READING TEXT -
== == ==

A python notebook to experiment with the Apache Mesos HTTP API – Part 2 of 3

This is the second part of a three-part series: Part 1 describes the required setup and how to get Apache Mesos Master and Agent running in two Vagrant VMs

stock image

This series is an extended (and updated) version of the talk I gave at MesosCon Europe 2015 updated for Apache Mesos 1.0.0, which has just been released (August 2016) – you can also find the slides there.

Recap

So, by the end of the first part, you should have two running VMs, to which you can connect; the following assumes that you can successfully point your browser to:

http://192.168.33.10:5050

and see this page:

Master UI

Further, you have an active virtualenv environment (I called it demo, feel free to give whichever name you feel like) and you can run Jupyter notebooks with it: in other words, running this from a terminal:

source ./demo/bin/activate
jupyter notebook

will show the Jupyter home page, from which you can load the notebooks/Demo-API.ipynb, which will show up looking something like this:

Jupyter Notebook UI

Python Notebook primer

A “notebook” is a mixture of Markdown and code which can be executed inside a Python kernel, the output of the command’s execution is shown below the “cell” – which is essentially a region of contiguous text.

The code itself (or the Markdown, for that matter) can be edited directly (double-click on it, or hit Enter) by simply pressing Shift-Enter (or Alt-Enter, to create an empty cell below the current one).

== == ==

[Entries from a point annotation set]
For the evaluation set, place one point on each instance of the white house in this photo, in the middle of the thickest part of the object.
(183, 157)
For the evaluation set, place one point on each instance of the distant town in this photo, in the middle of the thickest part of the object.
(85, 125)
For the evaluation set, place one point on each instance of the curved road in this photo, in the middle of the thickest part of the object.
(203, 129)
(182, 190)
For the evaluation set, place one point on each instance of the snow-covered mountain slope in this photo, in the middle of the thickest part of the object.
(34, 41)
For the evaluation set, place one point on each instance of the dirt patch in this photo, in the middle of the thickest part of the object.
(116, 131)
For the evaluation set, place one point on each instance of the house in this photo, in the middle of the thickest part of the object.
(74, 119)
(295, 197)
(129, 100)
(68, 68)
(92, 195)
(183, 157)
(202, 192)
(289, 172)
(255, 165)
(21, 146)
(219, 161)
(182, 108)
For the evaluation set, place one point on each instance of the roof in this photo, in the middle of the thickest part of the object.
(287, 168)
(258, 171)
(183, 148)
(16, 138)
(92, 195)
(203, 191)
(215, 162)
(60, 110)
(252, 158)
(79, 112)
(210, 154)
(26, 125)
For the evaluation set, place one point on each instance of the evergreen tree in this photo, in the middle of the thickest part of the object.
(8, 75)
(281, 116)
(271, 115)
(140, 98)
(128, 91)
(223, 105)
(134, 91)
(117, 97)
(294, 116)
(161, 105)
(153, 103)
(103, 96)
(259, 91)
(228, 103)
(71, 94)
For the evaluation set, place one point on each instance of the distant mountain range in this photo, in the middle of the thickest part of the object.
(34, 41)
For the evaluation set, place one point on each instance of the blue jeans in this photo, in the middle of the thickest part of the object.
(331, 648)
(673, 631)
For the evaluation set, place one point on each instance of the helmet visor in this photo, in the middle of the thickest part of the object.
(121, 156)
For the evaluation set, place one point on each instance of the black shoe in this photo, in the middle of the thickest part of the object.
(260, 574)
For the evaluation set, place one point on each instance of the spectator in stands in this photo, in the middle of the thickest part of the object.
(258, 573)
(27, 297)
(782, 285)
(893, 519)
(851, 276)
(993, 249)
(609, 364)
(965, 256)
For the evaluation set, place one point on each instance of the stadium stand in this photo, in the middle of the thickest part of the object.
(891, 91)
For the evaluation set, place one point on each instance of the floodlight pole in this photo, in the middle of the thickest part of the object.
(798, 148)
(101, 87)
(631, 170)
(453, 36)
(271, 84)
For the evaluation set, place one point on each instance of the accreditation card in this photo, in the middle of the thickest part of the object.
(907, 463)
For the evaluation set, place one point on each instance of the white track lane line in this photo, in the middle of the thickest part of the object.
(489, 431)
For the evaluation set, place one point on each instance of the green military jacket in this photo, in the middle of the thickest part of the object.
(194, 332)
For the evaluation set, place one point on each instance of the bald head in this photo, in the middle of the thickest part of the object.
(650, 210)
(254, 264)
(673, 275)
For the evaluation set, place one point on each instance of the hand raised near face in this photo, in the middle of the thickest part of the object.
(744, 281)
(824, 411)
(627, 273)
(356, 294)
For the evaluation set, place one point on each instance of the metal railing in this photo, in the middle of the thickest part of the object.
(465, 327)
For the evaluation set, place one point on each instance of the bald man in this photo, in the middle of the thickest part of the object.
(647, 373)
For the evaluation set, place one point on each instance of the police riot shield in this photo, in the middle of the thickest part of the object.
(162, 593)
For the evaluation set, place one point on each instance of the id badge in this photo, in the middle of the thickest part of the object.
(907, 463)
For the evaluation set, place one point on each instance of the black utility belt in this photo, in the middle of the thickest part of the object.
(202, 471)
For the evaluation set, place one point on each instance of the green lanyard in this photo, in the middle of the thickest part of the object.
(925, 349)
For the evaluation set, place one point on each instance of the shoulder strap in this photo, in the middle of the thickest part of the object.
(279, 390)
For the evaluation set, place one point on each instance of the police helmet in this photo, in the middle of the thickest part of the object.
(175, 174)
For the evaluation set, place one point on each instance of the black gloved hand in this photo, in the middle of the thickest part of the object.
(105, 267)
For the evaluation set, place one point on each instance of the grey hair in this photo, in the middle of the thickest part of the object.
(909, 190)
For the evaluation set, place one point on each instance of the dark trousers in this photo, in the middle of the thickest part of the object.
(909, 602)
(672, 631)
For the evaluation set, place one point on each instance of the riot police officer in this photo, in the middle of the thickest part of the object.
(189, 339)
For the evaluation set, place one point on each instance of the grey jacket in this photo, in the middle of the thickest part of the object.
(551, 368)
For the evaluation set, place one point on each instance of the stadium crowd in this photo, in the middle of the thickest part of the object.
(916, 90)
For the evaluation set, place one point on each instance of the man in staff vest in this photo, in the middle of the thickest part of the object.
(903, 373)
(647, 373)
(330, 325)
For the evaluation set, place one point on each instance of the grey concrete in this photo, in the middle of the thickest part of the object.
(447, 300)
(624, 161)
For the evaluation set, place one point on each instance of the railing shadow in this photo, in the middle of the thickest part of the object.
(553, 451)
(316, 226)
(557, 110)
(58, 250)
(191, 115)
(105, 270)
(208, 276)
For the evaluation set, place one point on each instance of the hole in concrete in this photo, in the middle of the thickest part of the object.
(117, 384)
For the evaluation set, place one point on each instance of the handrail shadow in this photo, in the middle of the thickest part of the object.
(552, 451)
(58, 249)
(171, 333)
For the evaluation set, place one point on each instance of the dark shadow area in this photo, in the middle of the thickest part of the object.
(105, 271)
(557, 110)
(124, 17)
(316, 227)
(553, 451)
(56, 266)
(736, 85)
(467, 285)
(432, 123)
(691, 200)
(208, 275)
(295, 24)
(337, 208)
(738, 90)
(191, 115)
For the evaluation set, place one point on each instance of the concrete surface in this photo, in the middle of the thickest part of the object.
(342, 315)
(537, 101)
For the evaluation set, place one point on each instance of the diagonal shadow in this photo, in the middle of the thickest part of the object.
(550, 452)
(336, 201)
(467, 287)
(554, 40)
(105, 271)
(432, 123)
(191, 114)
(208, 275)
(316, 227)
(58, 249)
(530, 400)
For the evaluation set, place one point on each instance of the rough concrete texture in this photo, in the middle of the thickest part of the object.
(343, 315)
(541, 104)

== == ==

REQUIRED TASKS -
A - Output the records from the line containing "of the concrete" through the end of the records as a two-column CSV with the columns request and points. Use one row per request, put each value in a single quoted field, and replace line breaks with spaces.
B - Write the next part of the post on the Mesos HTTP API notebook, starting after its last sentence.

RESULTS FOR THE EXERCISE -
A -
request,points
"For the evaluation set, place one point on each instance of the concrete surface in this photo, in the middle of the thickest part of the object.","(342, 315) (537, 101)"
"For the evaluation set, place one point on each instance of the diagonal shadow in this photo, in the middle of the thickest part of the object.","(550, 452) (336, 201) (467, 287) (554, 40) (105, 271) (432, 123) (191, 114) (208, 275) (316, 227) (58, 249) (530, 400)"
"For the evaluation set, place one point on each instance of the rough concrete texture in this photo, in the middle of the thickest part of the object.","(343, 315) (541, 104)"

B -
A full tutorial on Python’s notebooks is vastly beyond the scope of this paper, suffice to say that you can:

  • Follow along by hitting Shift-Enter to execute the cell’s code and move to the next; and
  • Modify and re-execute the code to experiment further with the concepts shown here.

Only one caveat: because the code assumes (and, indeed Mesos HTTP API requires) an ongoing background thread and some amount of shared data, some parts of the code may be “unsafe” to run multiple times; but no fear: if you get stuck, just “Stop and Restart” the kernel (sometimes simply closing and re-opening the notebook may not be sufficient).

In the following, I will simply reproduce brief snippets of the notebook and provide some clarification comments: for the actual output, the full code and the comments there, please see the actual notebook.

Mesos HTTP API

As described in Mesos documentation, the API does not follow REST principles, relying instead on a “callback” mechanism that closely resembles the original libmesos Scheduler API.

This means, in practice, that any client (“framework” in Mesos parlance) will need to maintain two concurrent connections:

  • one “permanent,” streaming data back to the framework; and
  • one “ephemeral,” executing multiple requests from the framework to Master, and carrying the former’s commands (e.g., Accept Offer).

The asynchronous results from the ephemeral requests (beyond the immediate, synchronous validation of the request itself) is carried back via the permanent channel.

Please read the docs (or consult the Mesos in Action book) for more details.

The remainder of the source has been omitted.